§ ЗАДАНИЕ:
Представьте строки материала ниже, от его начала до строки с "positive clicks: (368, 182)" включительно, в виде JSON-списка строк: каждой строке соответствует одна строка списка, пустые строки пропускаются. Изображения в ответ не включайте.

------------------------------------------------

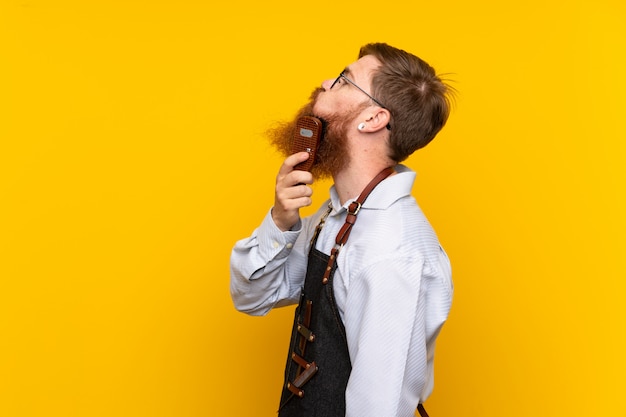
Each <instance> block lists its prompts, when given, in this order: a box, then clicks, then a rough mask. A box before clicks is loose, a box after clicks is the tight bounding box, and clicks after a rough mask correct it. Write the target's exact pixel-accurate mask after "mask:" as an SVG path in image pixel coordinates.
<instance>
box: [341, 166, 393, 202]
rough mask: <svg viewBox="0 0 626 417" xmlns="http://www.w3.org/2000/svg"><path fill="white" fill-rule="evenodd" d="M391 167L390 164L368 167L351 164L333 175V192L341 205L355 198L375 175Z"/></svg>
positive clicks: (368, 182)
mask: <svg viewBox="0 0 626 417" xmlns="http://www.w3.org/2000/svg"><path fill="white" fill-rule="evenodd" d="M391 165H392V164H391V163H388V164H377V165H368V166H359V164H351V166H350V167H346V168H345V169H343V170H341V172H339V173H337V174H336V175H333V180H334V183H335V190H336V191H337V195H338V196H339V201H340V202H341V205H344V204H346V202H348V201H350V200H353V199H355V198H357V197H358V196H359V194H361V192H362V191H363V189H365V187H366V186H367V185H368V184H369V183H370V181H371V180H372V179H373V178H374V177H375V176H376V175H378V174H379V173H380V172H381V171H382V170H383V169H385V168H387V167H389V166H391Z"/></svg>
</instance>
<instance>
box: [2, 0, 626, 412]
mask: <svg viewBox="0 0 626 417" xmlns="http://www.w3.org/2000/svg"><path fill="white" fill-rule="evenodd" d="M625 23H626V6H625V3H624V2H623V1H621V0H588V1H582V0H574V1H545V0H542V1H539V0H530V1H526V2H514V3H510V2H502V1H484V0H483V1H481V0H479V1H458V0H452V1H448V2H407V1H402V2H394V1H385V2H376V1H371V0H364V1H361V2H348V3H342V2H336V1H332V2H329V1H325V0H324V1H319V2H313V3H310V4H307V3H302V2H297V1H293V0H289V1H275V2H271V1H270V2H243V3H241V2H237V1H233V2H207V1H174V0H169V1H165V0H161V1H147V0H146V1H130V0H129V1H122V0H115V1H105V0H100V1H84V2H79V1H67V0H63V1H50V2H46V1H36V0H16V1H7V0H3V1H2V2H1V3H0V415H2V416H8V417H13V416H15V417H17V416H185V417H187V416H235V417H237V416H242V417H243V416H246V417H247V416H260V417H264V416H273V415H275V414H274V412H275V409H276V404H277V400H278V395H279V390H280V384H281V378H282V369H283V365H284V358H285V354H286V348H287V346H286V344H287V338H288V332H289V328H290V321H291V315H292V311H291V309H283V310H279V311H275V312H272V313H271V314H269V315H268V316H267V317H264V318H252V317H247V316H244V315H242V314H239V313H236V312H235V310H234V308H233V307H232V303H231V301H230V297H229V293H228V280H229V276H228V274H229V272H228V258H229V254H230V249H231V247H232V245H233V244H234V242H235V241H236V240H237V239H239V238H242V237H245V236H247V235H248V234H249V233H250V232H251V231H252V229H253V228H254V227H255V226H256V225H257V224H258V223H259V221H260V220H261V219H262V217H263V216H264V215H265V213H266V210H267V209H268V208H269V207H270V205H271V204H272V201H273V184H274V177H275V174H276V170H277V169H278V166H279V164H280V161H281V157H280V156H279V155H277V154H276V153H275V152H274V150H273V149H271V148H270V147H269V146H268V144H267V142H266V141H265V139H264V138H263V134H262V132H263V131H264V129H265V128H266V127H268V126H269V125H270V124H271V123H272V122H273V121H275V120H279V119H283V118H287V117H291V116H292V115H293V113H294V112H295V111H296V109H297V108H298V107H299V106H300V105H301V104H302V103H303V102H304V101H305V100H306V99H307V98H308V95H309V92H310V91H311V89H312V88H313V87H314V86H317V85H319V84H320V83H321V81H322V80H324V79H326V78H330V77H332V76H336V74H337V73H338V72H339V70H340V69H341V68H343V67H344V66H345V65H346V64H349V63H350V62H352V61H354V60H355V59H356V55H357V52H358V48H359V47H360V46H361V45H362V44H365V43H368V42H372V41H384V42H388V43H390V44H392V45H394V46H397V47H400V48H403V49H406V50H409V51H411V52H414V53H415V54H417V55H419V56H421V57H422V58H424V59H425V60H427V61H428V62H430V63H431V64H432V65H433V66H435V67H436V68H437V70H438V71H439V72H442V73H451V75H450V76H449V78H452V79H454V80H455V82H454V85H455V87H456V88H457V89H458V90H459V96H458V100H457V105H456V108H455V110H454V112H453V114H452V117H451V119H450V122H449V124H448V126H446V128H445V129H444V131H443V132H442V133H441V134H440V135H439V137H438V138H437V139H436V140H435V142H433V143H432V144H431V145H430V146H429V147H428V148H426V149H424V150H423V151H420V152H418V153H417V154H415V155H414V156H412V157H411V158H410V159H409V160H408V161H407V164H408V165H410V166H411V167H413V168H414V169H416V170H418V171H419V176H418V181H417V183H416V186H415V189H414V194H415V196H416V197H417V198H418V200H419V201H420V204H421V205H422V207H423V209H424V210H425V212H426V213H427V215H428V216H429V218H430V220H431V221H432V223H433V225H434V226H435V228H436V230H437V231H438V234H439V237H440V240H441V241H442V243H443V244H444V246H445V247H446V249H447V251H448V253H449V255H450V256H451V258H452V262H453V271H454V280H455V286H456V294H455V300H454V305H453V310H452V313H451V315H450V320H449V322H448V323H447V325H446V327H445V328H444V331H443V333H442V335H441V338H440V340H439V345H438V352H437V358H436V386H435V392H434V394H433V396H432V397H431V399H429V400H428V402H427V409H428V410H429V412H430V414H431V415H433V416H435V417H443V416H450V417H451V416H472V417H516V416H528V415H540V416H574V415H591V416H603V417H612V416H615V417H618V416H619V417H623V416H624V415H626V406H625V405H624V404H625V403H624V401H623V398H624V391H625V390H626V383H625V382H624V381H625V380H626V379H625V375H626V362H625V359H624V355H625V353H626V343H625V326H624V318H625V316H626V308H625V307H624V305H625V304H626V301H625V299H624V298H625V297H624V296H625V295H626V291H625V290H626V285H625V284H624V280H625V278H626V265H625V259H626V256H625V255H626V253H625V250H624V249H625V247H626V245H625V243H626V242H625V238H624V236H626V223H625V220H624V215H625V214H626V210H625V203H624V188H625V187H624V181H625V180H626V175H625V168H624V165H625V164H624V163H625V162H626V161H625V156H626V152H625V148H626V145H625V141H626V122H625V120H624V119H625V117H624V113H625V108H626V101H625V98H624V97H626V82H625V81H624V80H625V76H626V58H625V50H626V46H625V40H626V30H625V29H624V27H625ZM328 185H329V184H328V183H320V184H317V185H316V188H315V189H316V194H315V195H316V200H315V204H316V205H318V204H320V203H321V201H323V200H324V199H325V198H326V195H327V188H328ZM381 417H386V416H381Z"/></svg>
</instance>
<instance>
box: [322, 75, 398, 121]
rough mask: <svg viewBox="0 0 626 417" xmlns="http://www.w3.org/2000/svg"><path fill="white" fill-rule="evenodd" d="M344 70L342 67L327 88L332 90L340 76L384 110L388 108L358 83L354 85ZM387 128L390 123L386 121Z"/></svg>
mask: <svg viewBox="0 0 626 417" xmlns="http://www.w3.org/2000/svg"><path fill="white" fill-rule="evenodd" d="M345 72H346V70H345V69H344V70H343V71H341V73H340V74H339V76H338V77H337V78H335V81H333V83H332V84H331V85H330V88H329V90H332V89H333V87H334V86H335V85H336V84H337V83H338V82H339V80H340V79H341V78H343V79H344V80H346V81H347V82H348V83H350V84H352V85H353V86H354V87H356V88H357V89H358V90H360V91H361V92H362V93H363V94H365V95H366V96H368V97H369V98H370V100H372V101H373V102H374V103H376V104H377V105H378V106H379V107H382V108H383V109H385V110H388V111H389V109H388V108H387V107H386V106H385V105H384V104H383V103H381V102H380V101H378V100H376V99H375V98H374V97H372V95H371V94H370V93H368V92H367V91H365V90H364V89H362V88H361V87H359V86H358V85H356V83H355V82H354V81H352V80H351V79H350V78H348V77H346V74H345ZM386 127H387V130H391V124H389V123H387V126H386Z"/></svg>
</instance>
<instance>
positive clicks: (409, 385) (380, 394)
mask: <svg viewBox="0 0 626 417" xmlns="http://www.w3.org/2000/svg"><path fill="white" fill-rule="evenodd" d="M423 269H424V261H423V258H422V257H421V256H419V255H414V256H404V257H396V256H394V255H387V256H386V257H385V258H384V259H378V260H376V261H375V262H373V263H370V264H369V265H368V266H366V267H365V268H364V269H363V270H362V271H360V272H359V273H358V274H356V275H355V277H354V278H353V279H351V280H350V289H349V295H348V299H347V303H346V310H345V321H346V324H347V326H346V336H347V338H348V346H349V352H350V359H351V362H352V373H351V375H350V379H349V381H348V386H347V389H346V417H380V416H403V417H404V416H413V415H414V412H415V407H416V406H417V404H418V402H419V393H421V392H422V391H423V390H424V386H425V384H426V383H427V381H428V366H427V348H426V340H425V338H426V335H425V323H424V321H425V319H424V305H423V304H424V303H423V302H421V300H420V292H421V286H422V273H423Z"/></svg>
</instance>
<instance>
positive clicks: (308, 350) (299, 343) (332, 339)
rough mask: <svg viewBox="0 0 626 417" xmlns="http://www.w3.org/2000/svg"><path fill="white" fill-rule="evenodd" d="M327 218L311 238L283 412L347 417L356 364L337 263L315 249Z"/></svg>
mask: <svg viewBox="0 0 626 417" xmlns="http://www.w3.org/2000/svg"><path fill="white" fill-rule="evenodd" d="M322 224H323V220H322V222H321V224H320V226H318V229H317V231H316V233H315V235H314V237H313V239H312V241H311V248H310V250H309V259H308V265H307V273H306V278H305V281H304V288H303V290H302V293H301V296H300V303H299V304H298V307H297V308H296V313H295V318H294V325H293V330H292V334H291V343H290V347H289V356H288V358H287V365H286V367H285V383H284V386H283V392H282V396H281V400H280V408H279V410H278V415H279V417H345V414H346V411H345V410H346V405H345V391H346V386H347V384H348V378H349V376H350V371H351V369H352V366H351V364H350V356H349V354H348V343H347V340H346V332H345V328H344V326H343V322H342V320H341V317H340V315H339V311H338V309H337V304H336V302H335V296H334V292H333V279H332V277H333V275H334V272H335V269H336V265H333V267H332V269H331V271H330V274H329V275H328V277H329V279H328V280H327V281H326V283H324V282H323V280H322V276H324V275H325V272H326V268H327V265H328V260H329V256H328V255H326V254H324V253H322V252H320V251H318V250H317V249H315V243H316V242H317V237H318V235H319V231H320V229H321V225H322Z"/></svg>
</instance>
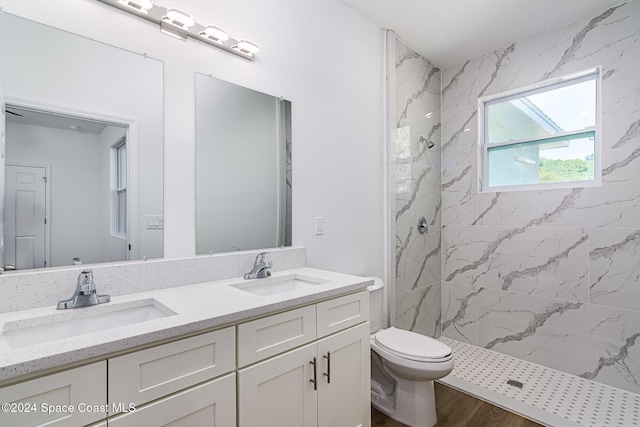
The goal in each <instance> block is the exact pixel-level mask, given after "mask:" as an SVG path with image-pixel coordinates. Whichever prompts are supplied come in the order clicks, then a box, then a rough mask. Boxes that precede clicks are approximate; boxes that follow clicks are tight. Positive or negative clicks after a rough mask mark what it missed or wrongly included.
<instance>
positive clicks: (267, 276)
mask: <svg viewBox="0 0 640 427" xmlns="http://www.w3.org/2000/svg"><path fill="white" fill-rule="evenodd" d="M266 254H267V253H266V252H262V253H259V254H258V256H257V257H256V260H255V261H254V262H253V268H252V269H251V271H250V272H248V273H247V274H245V275H244V278H245V279H264V278H265V277H269V276H271V272H270V271H269V269H270V268H271V266H272V265H273V263H272V262H271V261H269V262H265V261H264V256H265V255H266Z"/></svg>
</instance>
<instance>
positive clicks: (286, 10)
mask: <svg viewBox="0 0 640 427" xmlns="http://www.w3.org/2000/svg"><path fill="white" fill-rule="evenodd" d="M158 3H159V4H161V5H164V4H163V2H162V1H160V0H159V1H158ZM166 6H169V4H167V5H166ZM170 6H174V7H179V8H181V9H184V10H186V11H188V12H190V13H192V14H193V15H194V16H196V18H197V19H198V20H199V21H201V22H203V23H207V24H208V23H212V24H214V25H219V26H221V27H223V28H225V29H227V30H228V31H229V32H231V34H232V35H234V36H235V37H238V38H247V39H250V40H253V41H255V42H257V43H258V44H260V46H261V49H262V51H261V52H260V54H259V58H258V60H257V61H255V62H250V61H246V60H243V59H241V58H238V57H236V56H234V55H231V54H229V53H226V52H223V51H217V50H216V49H213V48H211V47H209V46H206V45H203V44H201V43H199V42H197V41H194V40H189V41H188V42H187V43H184V42H181V41H179V40H175V39H172V38H170V37H167V36H164V35H162V34H161V33H160V32H159V30H158V28H157V26H155V25H153V24H151V23H147V22H145V21H143V20H141V19H139V18H136V17H134V16H129V15H128V14H126V13H124V12H122V11H120V10H117V9H115V8H113V7H110V6H108V5H105V4H103V3H100V2H98V1H95V0H73V1H72V0H66V1H65V0H31V1H28V2H16V1H11V0H0V7H2V8H3V10H4V11H6V12H9V13H15V14H18V15H21V16H24V17H27V18H29V19H33V20H36V21H39V22H43V23H46V24H48V25H52V26H56V27H58V28H63V29H65V30H67V31H70V32H73V33H76V34H80V35H84V36H87V37H90V38H93V39H96V40H98V41H102V42H105V43H109V44H112V45H115V46H118V47H122V48H125V49H128V50H131V51H135V52H139V53H142V52H146V53H147V54H148V55H149V56H151V57H153V58H157V59H160V60H162V61H164V112H165V116H164V117H165V122H164V126H165V128H164V143H165V147H164V152H165V168H164V177H165V179H164V184H165V186H164V196H165V202H164V214H165V240H164V254H165V257H166V258H175V257H183V256H189V255H191V254H194V252H195V232H194V230H195V175H194V173H193V172H192V171H193V168H194V150H195V143H194V120H195V119H194V116H195V111H194V110H195V107H194V105H195V102H194V73H195V72H201V73H204V74H211V75H212V76H213V77H216V78H220V79H223V80H227V81H230V82H232V83H236V84H239V85H242V86H246V87H249V88H252V89H255V90H259V91H261V92H265V93H269V94H273V95H276V96H283V97H284V98H286V99H289V100H291V101H292V103H293V192H294V193H293V236H294V237H293V238H294V241H293V243H294V245H303V246H305V247H307V254H308V262H309V264H310V265H312V266H315V267H321V268H327V269H332V270H336V271H342V272H349V273H354V274H375V275H380V276H382V275H383V270H384V269H383V264H384V262H383V254H384V250H383V249H384V248H383V243H384V229H383V228H384V215H385V214H384V211H385V206H384V197H383V188H384V180H383V174H384V172H383V171H384V163H383V152H384V149H383V141H382V136H383V125H382V122H383V97H382V94H383V84H384V79H383V73H382V69H383V58H382V56H383V48H382V46H383V43H382V42H383V35H382V31H381V30H380V29H379V28H378V27H376V26H375V25H373V24H372V23H370V22H369V21H367V20H365V19H364V18H362V17H361V16H360V15H358V14H356V13H355V12H353V11H352V10H351V9H349V8H347V7H346V6H344V5H343V4H342V3H339V2H338V1H337V0H307V1H297V0H273V1H269V2H265V1H260V0H238V1H233V2H223V1H219V0H215V1H207V2H203V1H197V0H174V1H171V4H170ZM316 216H323V217H324V218H325V224H326V231H325V234H324V235H323V236H318V237H316V236H315V235H314V217H316Z"/></svg>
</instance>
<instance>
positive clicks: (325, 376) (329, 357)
mask: <svg viewBox="0 0 640 427" xmlns="http://www.w3.org/2000/svg"><path fill="white" fill-rule="evenodd" d="M322 357H324V358H325V359H327V372H325V373H324V374H322V375H324V376H325V377H327V384H331V352H330V351H327V355H326V356H322Z"/></svg>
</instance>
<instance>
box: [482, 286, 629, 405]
mask: <svg viewBox="0 0 640 427" xmlns="http://www.w3.org/2000/svg"><path fill="white" fill-rule="evenodd" d="M478 297H479V300H478V314H479V316H478V336H479V342H478V344H479V345H480V346H482V347H485V348H490V349H492V350H495V351H499V352H501V353H505V354H509V355H511V356H515V357H519V358H522V359H525V360H528V361H531V362H534V363H539V364H542V365H545V366H549V367H552V368H554V369H559V370H561V371H564V372H569V373H572V374H575V375H581V376H584V377H589V378H590V379H594V380H596V381H599V382H603V383H605V384H609V385H613V386H615V387H619V388H622V389H625V390H629V391H633V392H635V393H638V392H639V391H640V381H639V380H640V378H639V377H640V363H639V362H638V361H639V359H638V356H640V340H639V339H638V328H637V325H638V324H640V313H638V312H631V311H624V310H617V309H610V308H607V307H600V306H597V305H590V304H583V303H575V302H568V301H560V300H555V299H549V298H540V297H532V296H523V295H520V294H515V293H509V292H504V291H500V290H491V289H486V290H484V291H482V292H481V293H479V295H478Z"/></svg>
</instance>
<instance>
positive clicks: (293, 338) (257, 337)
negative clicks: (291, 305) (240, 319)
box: [238, 305, 316, 368]
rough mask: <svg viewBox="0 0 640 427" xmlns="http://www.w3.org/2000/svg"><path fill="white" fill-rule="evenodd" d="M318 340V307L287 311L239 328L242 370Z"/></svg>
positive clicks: (246, 322)
mask: <svg viewBox="0 0 640 427" xmlns="http://www.w3.org/2000/svg"><path fill="white" fill-rule="evenodd" d="M315 339H316V307H315V306H313V305H310V306H307V307H301V308H297V309H295V310H290V311H285V312H284V313H279V314H274V315H272V316H268V317H263V318H261V319H257V320H253V321H251V322H246V323H242V324H240V325H238V367H239V368H242V367H244V366H247V365H250V364H252V363H255V362H257V361H258V360H263V359H266V358H267V357H271V356H275V355H276V354H278V353H283V352H285V351H287V350H291V349H293V348H295V347H297V346H299V345H303V344H307V343H310V342H311V341H313V340H315Z"/></svg>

------------------------------------------------

§ ОТВЕТ К ЗАДАНИЮ:
[
  "Each <instance> block lists its prompts, when given, in this order: a box, then clicks, then a rough mask. A box before clicks is loose, a box after clicks is the tight bounding box, and clicks after a rough mask correct it. Write the target's exact pixel-accurate mask after \"mask:\" as an SVG path in image pixel coordinates.",
  "<instance>",
  "box: [341, 166, 393, 202]",
  "rough mask: <svg viewBox=\"0 0 626 417\" xmlns=\"http://www.w3.org/2000/svg\"><path fill=\"white\" fill-rule=\"evenodd\" d=\"M391 167L390 164L368 167L351 164L333 175V192L341 205L355 198L375 175Z\"/></svg>",
  "positive clicks: (368, 182)"
]